→ **EXERCISE TASK 1**
Pull out every line of the entries below that contains the word "give".

→ **READING TEXT**
______

As I’ve said before, this war will only end when NATO troops deploy openly in Ukraine, and not before

Overall I agree completely with the several posts you’ve made since the snip I quote here. As to this one narrow point …

The Russians did / do use some of their own drones. Most of what they have / had are reconnaissance types not armed reusable drones nor suicidal drones that should really be renamed something closer to “slow flying munitions”. “Drone” has become too much of a catch-all term, and that’s across the whole military-industrial commentariat, not just you.

They have been launching and therefore expending large numbers of Iranian-built slow flying munitions. And are expected to continue doing so. These are excellent harassment munitions; rather cheap, not highly accurate nor highly destructive, longer ranged than most artillery and easy to launch.

Whether it makes sense for Russia to set up licensed production facilities in their own country or merely keep buying Iranian goods depends on a whole bunch of sub rosa factors in their “special relationship” as the two greatest outlaw pariah states by size & volume of external mischief.

It is convenient for the West that Iran & Russia do not share a land border where overt shipments of arms could be done without any possible outside interference.

The land route through Azerbaijan & Georgia is not real viable; Georgia is pretty solidly on the Ukrainian side although there have been issues a couple years ago where smuggling was going on through Georgia with the apparent connivance of at least some faction of the Georgia government & security apparatus.

The other land route through Turkmenistan & Kazakhstanis much more viable in terms of politics, security, and general lawlessness, if a lot longer.

A very good point.

I expect the language will evolve as these “unmanned aerial vehicles” (to use the FAA term) become ever more common and diverse.

Ukraine has been given billions in credit to purchase directly from manufacturers. “…the package will fall under the Ukraine Security Assistance Initiative (USAI), which means it will be contracted and purchased from manufacturers instead of pulled directly from Defense Department stocks in a drawdown. Instead of supplying Ukraine with the weapons it currently needs, USAI packages are intended to create a medium- and long-term supply for Ukraine.”
It takes time to ramp up production.
https://www.cnn.com/2023/05/08/politics/ukraine-aid-package-counteroffensive/index.html#:~:text=With%20the%20new%20package%20announcement,the%20war%20in%20February%202022.

The Russians use both reconnaissance and attack drones besides the ones bartered with Iran. The Lancet loitering drone has been a thorn in the side of the Ukrainian forces.

Land route correct but sea route through Caspian is without interference. “… Iran shipped over 300,000 artillery shells and a million rounds of ammunition to Russia across the Caspian Sea in the past six months, according to a report by the Wall Street Journal.Apr 25, 2023”
https://www.google.com/search?q=Russia+supplied+from+Iran+via+caspian+sea&rlz=1CATTSD_enUS774US774&oq=Russia+supplied+from+Iran+via+caspian+sea&aqs=chrome..69i57j33i299.18336j0j7&sourceid=chrome&ie=UTF-8

D’oh! Ima idjit.

Good one about Caspian sea shipping. Sea transport is actually the best route for most munitions anyhow; rather heavy and not too much money per ton. A few ships can move more than a vast convoy of trucks with far less manpower or opportunity for “shrinkage”.

If this was true, why didn’t Putin institute a draft?

______

→ **EXERCISE TASK 2**
Which Russian loitering drone does the comment thread above call a thorn in the side of the Ukrainian forces?

→ **MATERIAL PROVIDED**

______

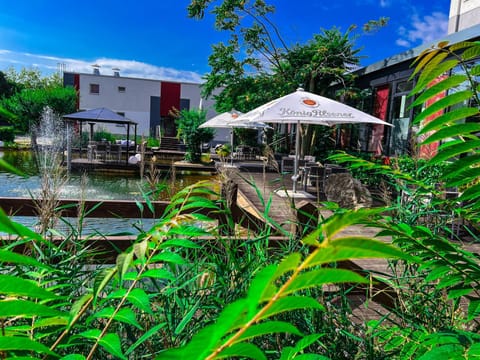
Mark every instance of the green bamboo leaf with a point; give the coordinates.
(422, 60)
(140, 249)
(147, 335)
(475, 71)
(13, 228)
(311, 357)
(461, 45)
(169, 257)
(474, 351)
(102, 279)
(471, 53)
(291, 303)
(13, 343)
(306, 341)
(450, 150)
(73, 357)
(176, 243)
(460, 165)
(316, 278)
(449, 351)
(456, 293)
(158, 273)
(186, 319)
(242, 350)
(289, 263)
(261, 288)
(452, 131)
(91, 334)
(449, 281)
(127, 316)
(199, 206)
(25, 308)
(188, 231)
(11, 169)
(16, 286)
(348, 248)
(124, 262)
(208, 339)
(471, 193)
(433, 70)
(7, 256)
(448, 117)
(473, 309)
(437, 273)
(77, 307)
(139, 298)
(464, 177)
(337, 222)
(266, 328)
(111, 343)
(51, 321)
(442, 86)
(452, 99)
(140, 206)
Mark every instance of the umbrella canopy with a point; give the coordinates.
(229, 119)
(103, 115)
(302, 107)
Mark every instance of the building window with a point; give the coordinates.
(94, 89)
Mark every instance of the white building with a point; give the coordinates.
(463, 14)
(145, 101)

______

→ **EXPECTED ANSWER 1**
Mark every instance of the green bamboo leaf with a point; give the coordinates.
Mark every instance of the umbrella canopy with a point; give the coordinates.
Mark every instance of the building window with a point; give the coordinates.
Mark every instance of the white building with a point; give the coordinates.

→ **EXPECTED ANSWER 2**
The Lancet.